[Work order]: All of the data must be output exactly, with every picture left out.

[Collected data]:
•••••

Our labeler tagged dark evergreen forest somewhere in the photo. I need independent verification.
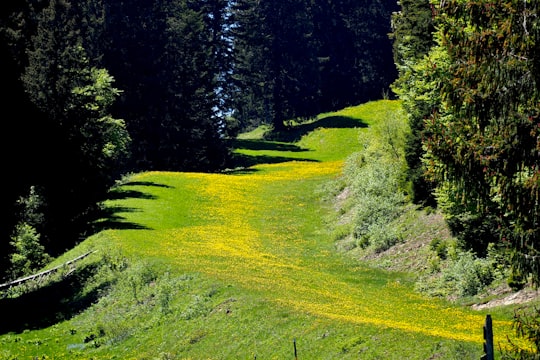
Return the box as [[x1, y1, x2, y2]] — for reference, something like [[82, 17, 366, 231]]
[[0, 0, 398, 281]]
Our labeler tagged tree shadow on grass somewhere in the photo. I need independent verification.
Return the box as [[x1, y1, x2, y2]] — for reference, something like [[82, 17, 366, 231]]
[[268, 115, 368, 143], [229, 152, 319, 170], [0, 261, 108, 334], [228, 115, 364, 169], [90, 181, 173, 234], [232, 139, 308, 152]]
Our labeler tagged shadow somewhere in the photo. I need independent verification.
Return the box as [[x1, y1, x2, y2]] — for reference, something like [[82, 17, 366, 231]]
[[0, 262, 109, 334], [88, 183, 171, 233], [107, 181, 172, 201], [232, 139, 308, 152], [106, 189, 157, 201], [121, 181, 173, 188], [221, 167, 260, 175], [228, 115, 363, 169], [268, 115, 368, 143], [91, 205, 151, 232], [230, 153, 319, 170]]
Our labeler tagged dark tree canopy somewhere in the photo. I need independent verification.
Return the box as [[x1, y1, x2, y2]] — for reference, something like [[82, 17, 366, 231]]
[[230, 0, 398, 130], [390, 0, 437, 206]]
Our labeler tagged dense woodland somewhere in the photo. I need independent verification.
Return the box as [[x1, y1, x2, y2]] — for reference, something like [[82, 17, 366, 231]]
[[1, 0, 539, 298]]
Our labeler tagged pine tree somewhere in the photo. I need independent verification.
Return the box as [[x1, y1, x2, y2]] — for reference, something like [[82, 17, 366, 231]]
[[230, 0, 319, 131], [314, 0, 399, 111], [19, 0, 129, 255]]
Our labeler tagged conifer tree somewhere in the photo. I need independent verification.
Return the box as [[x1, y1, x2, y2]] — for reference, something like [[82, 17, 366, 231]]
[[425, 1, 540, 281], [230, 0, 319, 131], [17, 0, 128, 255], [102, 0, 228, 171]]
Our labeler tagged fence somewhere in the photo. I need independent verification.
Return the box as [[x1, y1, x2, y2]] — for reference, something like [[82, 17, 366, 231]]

•••••

[Solution for this problem]:
Our labeler tagged dark evergreen forest somewhere in the photo. I need independent verification.
Return the box as [[x1, y1, x2, y2]] — for reference, something like [[82, 17, 366, 231]]
[[0, 0, 398, 281]]
Our labeler tagged tree shadow on grass somewhere in the photo. I need independent verification.
Return the box as [[x1, y1, x2, y2]] — for reference, something like [[82, 17, 366, 231]]
[[268, 115, 368, 143], [229, 152, 319, 170], [0, 261, 108, 334], [228, 115, 364, 169], [90, 181, 173, 234], [232, 139, 308, 152]]
Our labeler tagged shadow somewhere in the photo. I need independent verification.
Return the box as [[x1, y1, x2, y2]] — for reference, something like [[82, 17, 366, 231]]
[[0, 262, 109, 334], [88, 183, 171, 233], [107, 181, 172, 201], [232, 139, 308, 152], [106, 189, 157, 201], [121, 181, 173, 188], [221, 167, 260, 175], [228, 115, 363, 169], [268, 115, 368, 143], [91, 205, 151, 232], [230, 153, 319, 170]]
Our labeler tagged dark tree canopy somewhere in the photo. I need independent verification.
Return the box as [[x1, y1, x2, y2]] — for reference, something like [[82, 17, 366, 231]]
[[230, 0, 398, 130], [390, 0, 437, 206]]
Our labeler tagged dense woodland somewhere in the photo. I need independent verification.
Return the box as [[x1, y1, x2, y2]] — for reference, something like [[82, 17, 366, 231]]
[[1, 0, 539, 298]]
Our labeler tagged pine tree somewhere in the photo. I need independent verification.
Return the box as [[x1, y1, x2, y2]] — for reference, something like [[82, 17, 366, 231]]
[[230, 0, 319, 131], [314, 0, 399, 111], [19, 0, 129, 255]]
Our labeler tagged conifer tree somewhere in the photo. I need independent verification.
Return the box as [[x1, y1, x2, y2]] — for reference, something like [[82, 17, 366, 231]]
[[425, 1, 540, 281], [230, 0, 319, 131], [17, 0, 128, 255], [102, 0, 228, 171]]
Our labeler tagged fence somewhere in the photo. I need independent verification.
Return the box as [[x1, y1, x2, y2]] — for reference, something like [[82, 17, 366, 231]]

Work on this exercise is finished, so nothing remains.